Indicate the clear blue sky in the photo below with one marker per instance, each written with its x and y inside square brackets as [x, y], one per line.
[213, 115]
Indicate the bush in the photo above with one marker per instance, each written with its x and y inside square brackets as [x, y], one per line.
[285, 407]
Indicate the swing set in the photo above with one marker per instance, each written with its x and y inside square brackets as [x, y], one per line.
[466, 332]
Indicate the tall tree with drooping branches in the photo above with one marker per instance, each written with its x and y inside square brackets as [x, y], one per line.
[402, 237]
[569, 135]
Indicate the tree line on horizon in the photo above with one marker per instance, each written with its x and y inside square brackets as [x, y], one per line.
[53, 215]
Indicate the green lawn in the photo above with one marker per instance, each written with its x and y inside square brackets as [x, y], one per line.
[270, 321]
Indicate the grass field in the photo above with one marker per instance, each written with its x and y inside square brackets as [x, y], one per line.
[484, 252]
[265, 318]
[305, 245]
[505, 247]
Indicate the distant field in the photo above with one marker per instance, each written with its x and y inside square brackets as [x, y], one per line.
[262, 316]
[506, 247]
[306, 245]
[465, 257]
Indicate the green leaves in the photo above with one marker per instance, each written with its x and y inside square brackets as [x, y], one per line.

**EXERCISE TASK:** Rewrite the lines above, starting at the line that has "Indicate the tall" and continuing through the last line, with "marker" replaced by "dot" each time it occurs and nothing else changed.

**REPLY:**
Indicate the tall tree with drooping branches in the photo above with one dot per instance, each written with its x and y inside square brackets as [x, y], one per line.
[402, 237]
[569, 135]
Indicate the tree line on horizon in the photo above with one dot per instance, each written with its x and y inside square brackets as [x, y], one per line.
[53, 215]
Indicate the green lawn in the photo above with one dot per instance, each written with its x and y inside square brackets as [x, y], one per line.
[270, 321]
Indicate the grass field in the photo above with one dot per instance, each written with its x and y inside square brackets as [x, y], one per line.
[484, 252]
[265, 318]
[305, 245]
[505, 247]
Indicate the distant field in the photo above with one dot per instance, each written with its x and y inside square brackets as [x, y], one per line.
[262, 316]
[506, 247]
[306, 245]
[465, 257]
Indicate the green leaves in the photo above with one dot per instance, each written with its x and y inside square brackets as [x, y], one per line.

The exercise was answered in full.